**EXERCISE 1:**
Check each statement against the passage on Warpaint and answer yes or no, quoting the deciding words: (a) Mozgawa played drums on Lindberg's debut solo album. (b) Warpaint opened for Depeche Mode at the Hollywood Bowl on two dates. (c) Mozgawa took part in the December 2020 live-streamed show at the Lodge Room.
**EXERCISE 2:**
According to the passage on Warpaint, what single did the band release on August 1, 2016?
**EXERCISE 3:**
Carry on the passage on Warpaint from its last sentence.

**PASSAGE PROVIDED:**
The band toured in promotion of the album up to summer 2015, after which its members began separate projects. Kokal collaborated with folk musician Paul Bergmann, contributing vocals to Bergmann's extended play Romantic Thoughts (2015); Wayman formed a supergroup, BOSS, with Sarah Jones of Hot Chip and Guro Gikling of All We Are, recording material for a solo album; Mozgawa recorded with Andy Clockwise and Kurt Vile; and Lindberg released her debut solo album, Right On! (2015), on which Mozgawa also performed drums.

===Heads Up (2016–2021)===
On August 1 2016, Warpaint released a single titled "New Song", and announced the September 23 release of its third studio album, Heads Up. From August 23 until October 27, 2017, they toured as special guest and opening act of Depeche Mode's Global Spirit Tour. Their four dates opening for Depeche Mode at the Hollywood Bowl marked the first time a band played four consecutive shows at the famed Los Angeles venue. The band also toured in support of Harry Styles on a handful of dates in Asia in May 2018, as well as supporting Foals in Australia in July 2019. In 2020, Mozgawa returned to Australia to record with Courtney Barnett, but remained there for some time due to the COVID-19 pandemic. In December 2020, Warpaint performed a live-streamed acoustic show at the Lodge Room in Los Angeles, without Mozgawa.

Stored items from a collection:

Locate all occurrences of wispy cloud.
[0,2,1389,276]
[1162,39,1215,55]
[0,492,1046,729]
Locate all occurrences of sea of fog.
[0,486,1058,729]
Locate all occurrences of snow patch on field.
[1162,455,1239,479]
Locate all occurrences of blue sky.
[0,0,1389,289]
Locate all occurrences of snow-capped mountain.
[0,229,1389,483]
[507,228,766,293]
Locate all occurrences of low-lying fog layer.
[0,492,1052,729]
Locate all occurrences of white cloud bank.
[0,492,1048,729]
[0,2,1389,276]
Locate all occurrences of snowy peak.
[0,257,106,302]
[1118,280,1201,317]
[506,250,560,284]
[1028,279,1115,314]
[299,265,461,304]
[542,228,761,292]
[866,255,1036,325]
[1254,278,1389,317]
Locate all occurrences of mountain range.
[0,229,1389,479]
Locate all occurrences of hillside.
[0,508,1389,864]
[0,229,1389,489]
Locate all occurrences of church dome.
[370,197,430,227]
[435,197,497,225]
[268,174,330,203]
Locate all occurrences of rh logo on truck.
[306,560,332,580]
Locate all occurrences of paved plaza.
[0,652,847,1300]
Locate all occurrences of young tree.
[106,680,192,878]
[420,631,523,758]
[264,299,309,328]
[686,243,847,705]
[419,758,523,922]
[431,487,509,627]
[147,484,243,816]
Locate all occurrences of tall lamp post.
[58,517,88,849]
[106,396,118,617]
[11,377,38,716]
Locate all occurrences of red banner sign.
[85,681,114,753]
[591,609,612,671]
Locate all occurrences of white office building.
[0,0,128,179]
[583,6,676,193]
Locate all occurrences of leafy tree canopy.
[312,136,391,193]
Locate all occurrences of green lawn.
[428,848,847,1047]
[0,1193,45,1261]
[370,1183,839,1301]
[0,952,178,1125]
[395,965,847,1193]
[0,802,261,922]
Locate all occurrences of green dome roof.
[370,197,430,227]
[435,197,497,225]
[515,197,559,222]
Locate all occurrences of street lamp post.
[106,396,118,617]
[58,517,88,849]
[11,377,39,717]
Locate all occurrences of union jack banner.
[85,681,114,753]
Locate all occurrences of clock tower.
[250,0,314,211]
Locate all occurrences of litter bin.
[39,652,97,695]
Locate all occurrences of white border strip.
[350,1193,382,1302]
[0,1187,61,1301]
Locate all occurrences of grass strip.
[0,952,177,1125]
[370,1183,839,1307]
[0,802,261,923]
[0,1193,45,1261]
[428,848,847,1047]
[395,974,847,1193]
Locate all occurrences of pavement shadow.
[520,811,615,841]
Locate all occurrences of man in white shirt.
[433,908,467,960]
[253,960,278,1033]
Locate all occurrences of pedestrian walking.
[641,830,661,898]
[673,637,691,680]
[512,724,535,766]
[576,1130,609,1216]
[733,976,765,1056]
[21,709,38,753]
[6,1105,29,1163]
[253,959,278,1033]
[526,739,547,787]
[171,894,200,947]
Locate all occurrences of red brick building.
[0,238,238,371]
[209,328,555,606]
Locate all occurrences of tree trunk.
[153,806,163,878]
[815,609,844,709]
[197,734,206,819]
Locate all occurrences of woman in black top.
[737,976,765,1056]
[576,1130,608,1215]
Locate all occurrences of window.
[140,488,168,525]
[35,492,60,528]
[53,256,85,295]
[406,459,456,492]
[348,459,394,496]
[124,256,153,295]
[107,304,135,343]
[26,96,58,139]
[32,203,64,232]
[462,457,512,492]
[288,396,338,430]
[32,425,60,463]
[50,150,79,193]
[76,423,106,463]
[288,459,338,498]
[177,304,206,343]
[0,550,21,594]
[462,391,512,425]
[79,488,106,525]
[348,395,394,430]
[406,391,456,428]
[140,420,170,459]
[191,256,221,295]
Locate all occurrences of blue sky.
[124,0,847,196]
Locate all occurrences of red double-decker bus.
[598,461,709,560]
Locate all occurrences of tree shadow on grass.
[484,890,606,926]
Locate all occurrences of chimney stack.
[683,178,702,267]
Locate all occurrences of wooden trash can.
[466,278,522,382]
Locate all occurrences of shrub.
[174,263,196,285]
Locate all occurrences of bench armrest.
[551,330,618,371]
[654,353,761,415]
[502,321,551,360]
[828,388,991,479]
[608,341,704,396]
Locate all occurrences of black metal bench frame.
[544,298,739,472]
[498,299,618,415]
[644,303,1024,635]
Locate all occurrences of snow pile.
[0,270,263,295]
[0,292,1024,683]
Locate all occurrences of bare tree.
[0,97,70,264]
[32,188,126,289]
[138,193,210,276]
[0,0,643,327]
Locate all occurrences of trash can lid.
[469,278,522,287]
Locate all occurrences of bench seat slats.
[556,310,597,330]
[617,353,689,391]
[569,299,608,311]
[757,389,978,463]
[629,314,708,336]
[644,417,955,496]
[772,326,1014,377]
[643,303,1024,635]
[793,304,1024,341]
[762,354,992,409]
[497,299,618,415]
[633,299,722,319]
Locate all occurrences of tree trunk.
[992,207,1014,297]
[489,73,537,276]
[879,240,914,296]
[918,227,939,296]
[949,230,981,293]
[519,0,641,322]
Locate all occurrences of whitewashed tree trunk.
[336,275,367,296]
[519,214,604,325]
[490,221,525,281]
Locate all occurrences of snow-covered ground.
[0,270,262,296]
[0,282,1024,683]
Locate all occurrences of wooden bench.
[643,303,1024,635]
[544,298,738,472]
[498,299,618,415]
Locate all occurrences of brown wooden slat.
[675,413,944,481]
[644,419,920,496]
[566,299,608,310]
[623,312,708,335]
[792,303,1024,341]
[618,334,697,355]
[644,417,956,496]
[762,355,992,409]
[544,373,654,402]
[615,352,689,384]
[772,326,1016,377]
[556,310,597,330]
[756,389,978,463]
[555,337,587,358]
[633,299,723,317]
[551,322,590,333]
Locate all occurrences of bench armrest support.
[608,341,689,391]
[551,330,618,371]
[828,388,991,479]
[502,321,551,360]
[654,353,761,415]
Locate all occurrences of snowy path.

**OUTPUT 1:**
(a) Yes: "on which Mozgawa also performed drums"
(b) No: "Their four dates opening for Depeche Mode at the Hollywood Bowl"
(c) No: "Warpaint performed a live-streamed acoustic show at the Lodge Room in Los Angeles, without Mozgawa"

**OUTPUT 2:**
"New Song"

**OUTPUT 3:**
On March 19, 2021, Warpaint released the single 'Paralysed', a cover from band Gang of Four. The track is part of a tribute album The Problem of Leisure. A Celebration of Andy Gill and Gang of Four, which was released on June 4, 2021. On April 30, 2021, Warpaint released the single "Lilys".

===Radiate Like This (2022–present)===
The band began recording Radiate Like This in 2019. Due to the Covid-19 pandemic, they recorded their parts in their own homes and studios throughout 2020 and 2021.

On January 26, 2022, Warpaint released the song "Champion". It is the lead single from the band's fourth studio album, Radiate Like This, which was released on May 6, 2022 via Virgin Records. For the band's 20 year anniversary, they released the single "Common Blue" on February 14, 2024 via their YouTube channel, followed by the single "Underneath" on March 21, 2024.

==Style==
Warpaint's style has been characterized as art rock, dream pop, and psychedelic rock. NME said their style is "intermittently emerging from plaintive moods into harder rocking, they play expansive, lushly-harmonic psych-rock songs with enough time-changes to satisfy even the most beardy prog-rock bong-tokers". They have been compared to the Cocteau Twins, Joni Mitchell, and Siouxsie and the Banshees. Other influences of theirs likely include Kraftwerk, Depeche Mode, and Public Image Ltd.

==Members==
Current members
- Emily Kokal – lead and backing vocals, guitar, keyboards, electronics (2004–present)
- Jenny Lee Lindberg – bass, backing and lead vocals (2004–present)
- Theresa Wayman – lead and backing vocals, guitar, synthesizer, drums (2004–present)
- Stella Mozgawa – drums, keyboards, guitar, backing vocals (2009–present)

Former members
- Shannyn Sossamon – drums, backing vocals (2004–2007)
- David Orlando – drums (2007–2008)
- Matthew Pacey – drums (2008)
- Josh Klinghoffer – drums, guitar (2008–2009)
- Michael Quinn – drums, cello (2009)

==Discography==

===Studio albums===
- The Fool (2010)
- Warpaint (2014)
- Heads Up (2016)
- Radiate Like This (2022)

===EPs===
- Exquisite Corpse (2009)

== Features in film and TV ==
Warpaint's songs have featured on films and media including:

- 2011 – "Elephants" featured in the independent horror film Siren, directed by Andrew Hull and released by Lionsgate.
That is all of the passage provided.